Extracted information section start

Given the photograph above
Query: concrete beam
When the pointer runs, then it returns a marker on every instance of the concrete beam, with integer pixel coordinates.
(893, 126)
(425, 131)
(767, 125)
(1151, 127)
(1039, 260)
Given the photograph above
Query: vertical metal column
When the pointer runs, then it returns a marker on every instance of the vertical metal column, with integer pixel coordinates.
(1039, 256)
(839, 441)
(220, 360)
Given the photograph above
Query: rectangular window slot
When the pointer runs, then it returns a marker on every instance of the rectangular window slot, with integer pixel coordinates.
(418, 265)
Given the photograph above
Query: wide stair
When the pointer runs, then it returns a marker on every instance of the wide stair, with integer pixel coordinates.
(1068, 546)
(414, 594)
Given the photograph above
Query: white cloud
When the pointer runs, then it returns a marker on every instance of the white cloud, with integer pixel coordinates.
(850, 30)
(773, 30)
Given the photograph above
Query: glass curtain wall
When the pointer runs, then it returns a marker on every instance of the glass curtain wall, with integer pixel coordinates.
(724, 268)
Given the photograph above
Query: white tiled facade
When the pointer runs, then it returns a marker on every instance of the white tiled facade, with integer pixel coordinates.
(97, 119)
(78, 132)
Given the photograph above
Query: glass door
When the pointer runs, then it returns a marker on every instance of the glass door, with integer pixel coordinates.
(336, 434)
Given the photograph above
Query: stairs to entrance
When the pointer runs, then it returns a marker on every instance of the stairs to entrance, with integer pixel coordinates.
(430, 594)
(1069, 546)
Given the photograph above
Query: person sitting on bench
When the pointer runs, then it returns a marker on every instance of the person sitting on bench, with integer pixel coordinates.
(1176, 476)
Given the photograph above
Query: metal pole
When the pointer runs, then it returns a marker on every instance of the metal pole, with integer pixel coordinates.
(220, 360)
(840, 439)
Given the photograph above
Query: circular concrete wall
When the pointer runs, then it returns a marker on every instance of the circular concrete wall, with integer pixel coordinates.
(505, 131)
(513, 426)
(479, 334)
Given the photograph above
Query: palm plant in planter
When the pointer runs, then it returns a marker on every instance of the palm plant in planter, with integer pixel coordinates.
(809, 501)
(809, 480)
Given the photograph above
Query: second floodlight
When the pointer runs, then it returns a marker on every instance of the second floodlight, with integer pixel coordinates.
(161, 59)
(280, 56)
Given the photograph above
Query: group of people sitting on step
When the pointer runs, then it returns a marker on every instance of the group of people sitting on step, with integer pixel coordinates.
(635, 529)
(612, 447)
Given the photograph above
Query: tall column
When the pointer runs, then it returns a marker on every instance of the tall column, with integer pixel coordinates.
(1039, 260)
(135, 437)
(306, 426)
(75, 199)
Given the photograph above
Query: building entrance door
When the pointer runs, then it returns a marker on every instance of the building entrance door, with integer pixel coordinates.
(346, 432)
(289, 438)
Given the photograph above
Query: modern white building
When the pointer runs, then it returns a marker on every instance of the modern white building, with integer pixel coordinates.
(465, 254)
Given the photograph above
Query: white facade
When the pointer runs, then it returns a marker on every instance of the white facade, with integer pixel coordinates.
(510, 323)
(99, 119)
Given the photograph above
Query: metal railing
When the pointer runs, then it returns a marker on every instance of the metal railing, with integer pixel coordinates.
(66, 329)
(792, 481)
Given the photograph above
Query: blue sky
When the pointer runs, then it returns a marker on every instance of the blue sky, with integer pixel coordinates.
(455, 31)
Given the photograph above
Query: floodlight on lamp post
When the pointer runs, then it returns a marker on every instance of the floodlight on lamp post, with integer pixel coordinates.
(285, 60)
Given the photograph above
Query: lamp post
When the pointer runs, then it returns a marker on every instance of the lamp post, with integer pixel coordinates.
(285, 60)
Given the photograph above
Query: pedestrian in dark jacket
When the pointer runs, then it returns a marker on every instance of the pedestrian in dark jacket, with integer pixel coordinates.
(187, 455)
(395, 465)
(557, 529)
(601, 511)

Extracted information section end

§ Problem description
Where the line containing "jacket, with integer pixel coordinates." appears, start copying, and go on exactly through the last line of the data.

§ Output for this exercise
When the pointer runs, then it returns a marker on every instance of the pedestrian in dark jacket, with integer pixel coordinates.
(187, 455)
(395, 465)
(557, 529)
(601, 511)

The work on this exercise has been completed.